-- Data listing follows --

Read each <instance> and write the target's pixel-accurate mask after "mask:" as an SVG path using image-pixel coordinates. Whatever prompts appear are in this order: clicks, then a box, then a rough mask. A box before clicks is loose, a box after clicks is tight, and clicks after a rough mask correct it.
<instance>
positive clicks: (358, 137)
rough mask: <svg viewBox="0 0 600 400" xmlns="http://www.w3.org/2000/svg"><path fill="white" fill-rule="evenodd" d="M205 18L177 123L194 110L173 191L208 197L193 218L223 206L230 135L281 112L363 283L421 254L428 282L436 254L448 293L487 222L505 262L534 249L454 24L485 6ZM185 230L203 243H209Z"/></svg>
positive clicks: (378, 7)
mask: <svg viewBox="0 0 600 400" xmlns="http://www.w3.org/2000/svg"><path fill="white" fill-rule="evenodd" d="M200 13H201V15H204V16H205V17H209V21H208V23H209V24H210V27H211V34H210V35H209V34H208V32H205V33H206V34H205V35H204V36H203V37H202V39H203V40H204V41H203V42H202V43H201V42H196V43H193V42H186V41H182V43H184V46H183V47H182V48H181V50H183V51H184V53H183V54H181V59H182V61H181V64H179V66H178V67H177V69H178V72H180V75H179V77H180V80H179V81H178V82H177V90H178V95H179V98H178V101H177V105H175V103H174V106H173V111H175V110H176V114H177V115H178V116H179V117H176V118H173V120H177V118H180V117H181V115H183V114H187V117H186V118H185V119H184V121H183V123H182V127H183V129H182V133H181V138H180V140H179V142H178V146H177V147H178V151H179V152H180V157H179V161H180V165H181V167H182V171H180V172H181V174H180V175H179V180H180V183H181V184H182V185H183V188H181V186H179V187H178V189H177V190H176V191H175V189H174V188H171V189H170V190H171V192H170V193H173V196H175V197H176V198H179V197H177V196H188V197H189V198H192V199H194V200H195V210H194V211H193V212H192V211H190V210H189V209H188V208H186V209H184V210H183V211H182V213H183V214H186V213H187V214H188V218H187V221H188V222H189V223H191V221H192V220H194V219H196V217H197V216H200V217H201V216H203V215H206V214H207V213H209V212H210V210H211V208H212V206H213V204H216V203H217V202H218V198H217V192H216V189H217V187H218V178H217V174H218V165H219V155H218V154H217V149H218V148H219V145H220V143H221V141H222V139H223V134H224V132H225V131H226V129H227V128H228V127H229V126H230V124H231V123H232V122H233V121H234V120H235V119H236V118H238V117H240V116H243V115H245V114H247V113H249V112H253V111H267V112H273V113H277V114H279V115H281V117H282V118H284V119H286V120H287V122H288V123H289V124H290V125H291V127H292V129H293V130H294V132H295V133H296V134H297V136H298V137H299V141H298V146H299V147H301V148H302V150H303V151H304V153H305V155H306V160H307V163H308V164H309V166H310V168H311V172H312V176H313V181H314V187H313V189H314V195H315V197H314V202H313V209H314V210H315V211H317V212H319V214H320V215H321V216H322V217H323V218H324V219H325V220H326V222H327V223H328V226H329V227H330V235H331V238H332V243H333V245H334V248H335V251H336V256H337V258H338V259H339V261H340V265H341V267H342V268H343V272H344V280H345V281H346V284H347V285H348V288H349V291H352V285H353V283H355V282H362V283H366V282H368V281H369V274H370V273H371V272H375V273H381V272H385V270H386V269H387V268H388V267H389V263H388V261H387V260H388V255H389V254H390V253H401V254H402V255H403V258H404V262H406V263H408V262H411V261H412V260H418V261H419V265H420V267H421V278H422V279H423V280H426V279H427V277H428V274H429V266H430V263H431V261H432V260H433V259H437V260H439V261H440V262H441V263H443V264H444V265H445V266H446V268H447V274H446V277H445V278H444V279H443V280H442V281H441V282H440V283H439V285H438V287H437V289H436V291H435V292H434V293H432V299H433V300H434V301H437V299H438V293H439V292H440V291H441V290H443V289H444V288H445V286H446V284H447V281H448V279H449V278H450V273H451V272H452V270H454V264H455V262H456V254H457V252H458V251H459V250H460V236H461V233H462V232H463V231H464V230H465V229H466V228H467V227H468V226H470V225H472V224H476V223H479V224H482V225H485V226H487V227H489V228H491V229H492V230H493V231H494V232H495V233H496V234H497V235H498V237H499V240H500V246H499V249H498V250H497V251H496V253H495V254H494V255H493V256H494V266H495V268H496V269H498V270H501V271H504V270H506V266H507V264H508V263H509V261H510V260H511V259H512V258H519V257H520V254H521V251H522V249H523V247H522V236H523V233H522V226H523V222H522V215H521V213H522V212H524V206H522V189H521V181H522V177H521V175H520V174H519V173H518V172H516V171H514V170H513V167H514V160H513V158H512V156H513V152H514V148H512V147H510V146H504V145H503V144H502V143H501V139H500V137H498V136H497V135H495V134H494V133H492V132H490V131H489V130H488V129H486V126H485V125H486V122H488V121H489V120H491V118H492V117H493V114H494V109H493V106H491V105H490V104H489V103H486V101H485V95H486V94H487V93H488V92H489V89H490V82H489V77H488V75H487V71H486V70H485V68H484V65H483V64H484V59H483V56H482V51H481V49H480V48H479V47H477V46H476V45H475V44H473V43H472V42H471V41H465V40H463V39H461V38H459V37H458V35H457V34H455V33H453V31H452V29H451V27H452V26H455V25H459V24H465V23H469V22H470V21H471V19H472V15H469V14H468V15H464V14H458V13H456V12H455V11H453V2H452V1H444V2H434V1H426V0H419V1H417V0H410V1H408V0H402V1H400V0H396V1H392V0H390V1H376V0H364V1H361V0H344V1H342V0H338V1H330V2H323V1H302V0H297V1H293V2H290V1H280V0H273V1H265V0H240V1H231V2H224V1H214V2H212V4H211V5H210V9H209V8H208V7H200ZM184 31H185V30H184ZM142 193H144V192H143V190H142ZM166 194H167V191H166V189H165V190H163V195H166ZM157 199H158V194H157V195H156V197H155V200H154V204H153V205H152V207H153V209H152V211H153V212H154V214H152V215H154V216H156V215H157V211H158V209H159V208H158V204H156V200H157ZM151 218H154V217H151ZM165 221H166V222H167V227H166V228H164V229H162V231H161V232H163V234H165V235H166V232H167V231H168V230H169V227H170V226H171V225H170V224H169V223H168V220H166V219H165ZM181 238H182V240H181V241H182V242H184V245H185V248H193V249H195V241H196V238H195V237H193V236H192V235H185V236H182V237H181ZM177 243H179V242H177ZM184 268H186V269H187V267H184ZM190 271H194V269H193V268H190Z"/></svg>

-- Data listing concluded --

◆ Goal of the exercise
Nothing should be dropped or changed, so repeat all of the entries exactly.

◆ Solution to the exercise
Read each <instance> and write the target's pixel-accurate mask after "mask:" as an SVG path using image-pixel coordinates. Whatever prompts appear are in this order: clicks, then a box, then a rough mask. A box before clicks is loose, a box after clicks is tight, and clicks after a rough mask correct it.
<instance>
positive clicks: (358, 137)
rough mask: <svg viewBox="0 0 600 400" xmlns="http://www.w3.org/2000/svg"><path fill="white" fill-rule="evenodd" d="M205 18L177 123L194 110L173 191L208 197L193 218L223 206L230 135L281 112L363 283L421 254L428 282L436 254L448 293L487 222L505 262L534 249L454 24L485 6ZM185 230L203 243H209Z"/></svg>
positive clicks: (378, 7)
mask: <svg viewBox="0 0 600 400" xmlns="http://www.w3.org/2000/svg"><path fill="white" fill-rule="evenodd" d="M200 13H201V15H204V16H205V17H209V21H208V23H209V24H210V27H211V34H210V35H209V34H208V32H205V33H206V34H205V35H204V36H203V37H202V39H203V40H204V41H203V42H202V43H201V42H196V43H193V42H186V41H182V43H184V46H183V47H182V48H181V50H183V51H184V53H183V54H181V59H182V61H181V64H179V66H178V67H177V69H178V72H180V75H179V77H180V80H179V81H178V82H177V90H178V95H179V98H178V101H177V105H175V103H174V106H173V111H175V110H176V114H177V115H178V116H179V117H176V118H173V120H177V118H180V117H181V115H183V114H187V117H186V118H185V119H184V121H183V123H182V127H183V129H182V133H181V138H180V140H179V142H178V146H177V147H178V151H179V152H180V157H179V161H180V165H181V167H182V171H180V172H181V174H180V175H179V180H180V183H181V184H182V185H183V188H181V186H179V187H178V189H177V190H176V191H175V189H174V188H171V189H170V190H171V192H170V193H173V196H175V197H176V198H179V197H177V196H188V197H189V198H192V199H194V200H195V210H194V211H193V212H192V211H190V210H189V209H188V208H186V209H184V210H183V211H182V213H183V214H186V213H187V214H188V218H187V221H188V222H189V223H191V221H192V220H194V219H196V217H197V216H200V217H201V216H203V215H206V214H207V213H209V212H210V210H211V208H212V206H213V204H216V203H217V202H218V198H217V192H216V189H217V187H218V178H217V174H218V165H219V155H218V154H217V149H218V148H219V145H220V143H221V141H222V139H223V134H224V132H225V131H226V129H227V128H228V127H229V126H230V124H231V123H232V122H233V121H234V120H235V119H236V118H238V117H240V116H243V115H245V114H247V113H249V112H253V111H267V112H273V113H277V114H279V115H281V117H282V118H284V119H286V120H287V122H288V123H289V124H290V125H291V127H292V129H293V130H294V132H295V133H296V134H297V136H298V137H299V141H298V146H299V147H301V148H302V150H303V151H304V153H305V155H306V160H307V163H308V164H309V166H310V168H311V172H312V176H313V181H314V187H313V189H314V195H315V197H314V202H313V209H314V210H315V211H317V212H319V214H320V215H321V216H322V217H323V218H324V219H325V220H326V222H327V223H328V226H329V227H330V235H331V238H332V243H333V245H334V248H335V251H336V256H337V258H338V259H339V261H340V265H341V267H342V268H343V272H344V280H345V281H346V284H347V285H348V288H349V291H352V285H353V283H355V282H362V283H366V282H368V281H369V274H370V273H371V272H375V273H381V272H385V270H386V269H387V268H388V267H389V263H388V261H387V260H388V255H389V254H390V253H401V254H402V255H403V258H404V262H406V263H408V262H411V261H412V260H418V261H419V265H420V267H421V278H422V279H423V280H426V279H427V277H428V274H429V266H430V263H431V261H432V260H433V259H437V260H439V261H440V262H441V263H443V264H444V265H445V266H446V268H447V274H446V277H445V278H444V279H443V280H442V281H441V282H440V283H439V285H438V287H437V289H436V291H435V292H434V293H432V299H433V300H434V301H437V299H438V293H439V292H440V291H441V290H443V289H444V288H445V286H446V284H447V281H448V279H449V278H450V273H451V272H452V270H454V264H455V262H456V254H457V252H458V251H459V250H460V236H461V233H462V232H463V231H464V230H465V229H466V228H467V227H468V226H470V225H472V224H476V223H479V224H482V225H485V226H487V227H489V228H491V229H492V230H493V231H494V232H495V233H496V234H497V235H498V237H499V240H500V246H499V249H498V250H497V251H496V253H495V254H494V255H493V256H494V266H495V268H496V269H498V270H501V271H504V270H506V266H507V264H508V263H509V261H510V260H511V259H512V258H519V257H520V254H521V251H522V249H523V247H522V236H523V233H522V226H523V222H522V215H521V213H522V212H524V206H522V189H521V181H522V177H521V175H520V174H519V173H518V172H516V171H514V170H513V167H514V160H513V158H512V156H513V152H514V148H512V147H510V146H504V145H503V144H502V143H501V139H500V137H498V136H497V135H495V134H494V133H492V132H490V131H489V130H488V129H486V126H485V125H486V122H488V121H489V120H491V118H492V117H493V114H494V109H493V106H491V105H490V104H489V103H486V101H485V95H486V94H487V93H488V92H489V89H490V82H489V77H488V75H487V71H486V70H485V68H484V65H483V64H484V59H483V56H482V51H481V49H480V48H479V47H477V46H476V45H475V44H473V43H472V42H471V41H465V40H463V39H461V38H459V37H458V35H457V34H455V33H453V31H452V29H451V27H452V26H455V25H459V24H465V23H469V22H470V21H471V19H472V15H469V14H468V15H464V14H458V13H456V12H455V11H453V2H452V1H444V2H434V1H426V0H419V1H417V0H410V1H408V0H402V1H400V0H396V1H392V0H390V1H376V0H364V1H361V0H344V1H342V0H338V1H330V2H323V1H302V0H297V1H293V2H290V1H280V0H273V1H265V0H240V1H231V2H224V1H214V2H212V4H211V5H210V9H209V8H208V7H200ZM184 31H185V30H184ZM142 193H144V192H143V190H142ZM166 194H167V191H166V189H165V190H163V195H166ZM157 199H158V194H157V195H156V197H155V200H154V204H153V205H152V207H153V209H152V211H153V212H154V214H152V215H154V216H156V215H157V211H158V209H159V208H158V204H156V200H157ZM151 218H154V217H151ZM165 221H166V222H167V227H166V228H164V229H162V231H161V232H163V234H165V235H166V232H167V231H168V230H169V227H170V226H171V225H170V224H169V223H168V220H166V219H165ZM181 238H182V240H181V241H182V242H184V245H185V248H193V249H195V241H196V238H195V237H193V236H192V235H185V236H182V237H181ZM177 243H179V242H177ZM184 268H186V269H187V267H184ZM190 271H194V269H193V268H190Z"/></svg>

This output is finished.